■ **QUOTED PASSAGE**:

***

The Australian Council of Trade Unions is today calling on Prime Minister Malcolm Turnbull to sit down with unions and business and address stagnating wages.
The wage price index result today continues to be the lowest since records began 19 years ago and confirms the economy has stagnated.
The stagnation is largely being driven by low private sector wages, especially in fast growing low wage penalty rate – reliant industries, including retail trade, hospitality and health care.
Australian Unions, the Reserve Bank of Australia and business have identified that providing additional support for growth, through long-term investment in public infrastructure, will lead to an increase in growth and wages — it’s time for the Federal Government to start consulting with unions and business.
Quotes Attributable to ACTU Secretary Dave Oliver:
“The economy has stagnated and working people are paying the highest price.
“The Federal Liberal Government’s 20-year history of attacking unions is pushing down wages and breeding excessive and socially and economically damaging inequality.
“Wage stagnation is a reminder that pressure on business isn’t coming from wages, it’s coming from a lack of confidence and not enough demand in the economy.

***

■ **WORK INSTRUCTIONS**:
**a.** Decide whether each statement agrees with the ACTU statement on wages, answering yes or no and quoting the words of the statement that decide it: (i) The latest wage price index result is the lowest since records began 19 years ago. (ii) The stagnation is driven mainly by low public sector wages. (iii) The quotes in the statement are attributed to the ACTU Secretary, Dave Oliver.
**b.** According to the ACTU statement on wages, which industries are named as fast growing, low wage, and reliant on penalty rates?
**c.** Extend the ACTU statement on wages beyond its last quoted sentence with a few more sentences in the same voice.
The data that follows the ACTU statement on wages is not required for any of this work.

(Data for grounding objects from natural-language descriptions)

***

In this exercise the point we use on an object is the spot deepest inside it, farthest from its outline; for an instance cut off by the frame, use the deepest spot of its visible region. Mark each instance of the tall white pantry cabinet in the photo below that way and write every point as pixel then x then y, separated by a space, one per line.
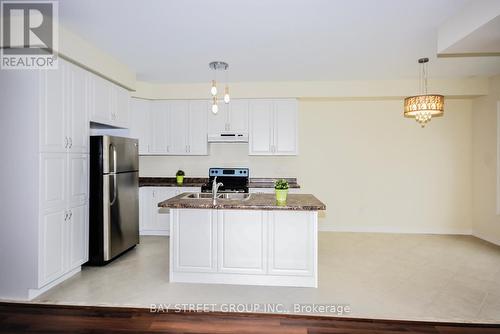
pixel 45 141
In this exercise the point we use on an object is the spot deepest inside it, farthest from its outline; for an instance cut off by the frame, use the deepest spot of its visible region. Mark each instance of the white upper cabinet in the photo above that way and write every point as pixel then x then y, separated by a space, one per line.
pixel 139 123
pixel 238 116
pixel 110 103
pixel 176 127
pixel 53 136
pixel 218 123
pixel 179 127
pixel 232 117
pixel 158 122
pixel 101 100
pixel 273 127
pixel 285 127
pixel 261 127
pixel 77 109
pixel 64 125
pixel 121 107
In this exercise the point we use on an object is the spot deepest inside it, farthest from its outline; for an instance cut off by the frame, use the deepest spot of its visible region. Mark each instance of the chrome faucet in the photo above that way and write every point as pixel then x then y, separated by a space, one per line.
pixel 215 188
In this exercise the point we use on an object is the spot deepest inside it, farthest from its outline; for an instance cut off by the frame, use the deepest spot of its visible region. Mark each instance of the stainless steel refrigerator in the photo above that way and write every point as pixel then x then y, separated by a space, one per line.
pixel 114 197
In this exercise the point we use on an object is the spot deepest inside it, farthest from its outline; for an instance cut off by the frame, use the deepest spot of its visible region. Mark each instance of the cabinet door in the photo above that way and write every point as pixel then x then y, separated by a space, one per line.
pixel 198 141
pixel 285 127
pixel 195 240
pixel 102 96
pixel 77 109
pixel 292 243
pixel 122 107
pixel 219 122
pixel 139 123
pixel 78 178
pixel 179 127
pixel 159 127
pixel 162 215
pixel 238 116
pixel 261 125
pixel 53 136
pixel 51 246
pixel 242 239
pixel 53 180
pixel 77 240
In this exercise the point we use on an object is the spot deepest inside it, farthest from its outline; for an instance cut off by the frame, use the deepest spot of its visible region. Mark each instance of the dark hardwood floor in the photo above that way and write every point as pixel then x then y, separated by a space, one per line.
pixel 35 318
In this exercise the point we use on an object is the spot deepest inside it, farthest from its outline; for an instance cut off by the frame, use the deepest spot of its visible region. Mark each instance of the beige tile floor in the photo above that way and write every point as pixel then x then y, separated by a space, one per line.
pixel 391 276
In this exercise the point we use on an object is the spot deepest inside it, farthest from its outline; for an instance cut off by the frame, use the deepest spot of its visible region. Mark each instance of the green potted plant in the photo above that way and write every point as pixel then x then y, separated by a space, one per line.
pixel 180 177
pixel 281 189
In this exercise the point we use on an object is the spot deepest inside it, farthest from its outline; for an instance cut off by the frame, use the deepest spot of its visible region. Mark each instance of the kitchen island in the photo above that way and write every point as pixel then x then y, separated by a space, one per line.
pixel 244 240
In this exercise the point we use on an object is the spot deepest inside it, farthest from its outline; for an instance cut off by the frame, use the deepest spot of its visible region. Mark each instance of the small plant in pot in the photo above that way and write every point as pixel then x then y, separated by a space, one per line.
pixel 180 177
pixel 281 189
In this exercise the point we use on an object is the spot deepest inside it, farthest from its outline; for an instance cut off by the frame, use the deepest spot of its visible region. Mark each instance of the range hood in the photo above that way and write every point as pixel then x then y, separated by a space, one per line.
pixel 228 137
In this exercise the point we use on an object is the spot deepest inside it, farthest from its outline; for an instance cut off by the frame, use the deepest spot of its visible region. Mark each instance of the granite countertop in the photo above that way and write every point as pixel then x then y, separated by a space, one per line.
pixel 199 181
pixel 171 182
pixel 299 202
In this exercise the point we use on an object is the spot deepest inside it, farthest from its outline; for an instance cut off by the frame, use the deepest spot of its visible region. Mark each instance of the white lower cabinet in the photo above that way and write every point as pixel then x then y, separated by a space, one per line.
pixel 194 241
pixel 78 227
pixel 290 250
pixel 52 243
pixel 255 247
pixel 241 241
pixel 154 220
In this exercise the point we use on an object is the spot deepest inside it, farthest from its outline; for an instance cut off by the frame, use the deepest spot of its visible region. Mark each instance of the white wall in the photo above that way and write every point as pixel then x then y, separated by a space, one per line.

***

■ **RESULTS FOR EACH TASK**:
**a.**
(i) Yes: "The wage price index result today continues to be the lowest since records began 19 years ago"
(ii) No: "The stagnation is largely being driven by low private sector wages"
(iii) Yes: "Quotes Attributable to ACTU Secretary Dave Oliver"

**b.** Retail trade, hospitality and health care.

**c.**
“Workers’ share of the pie is getting smaller, productivity is up, executive salaries are up, profits are up, but workers are going backwards.
“At a time when the Government should be creating an environment where workers get more of the rewards of their labour, the government is moving in the opposite direction, attacking penalty rates, wages and conditions.
“The attack on penalty rates is a red herring that won’t help businesses and will only hurt workers. Lowering wages generally, and penalty rates in particular, will only make our economic problems worse.
“It’s time the Government faced up to the reality of our economic challenges and sat down with unions and business to work on a sensible way forward. That’s what a grown up government would do.”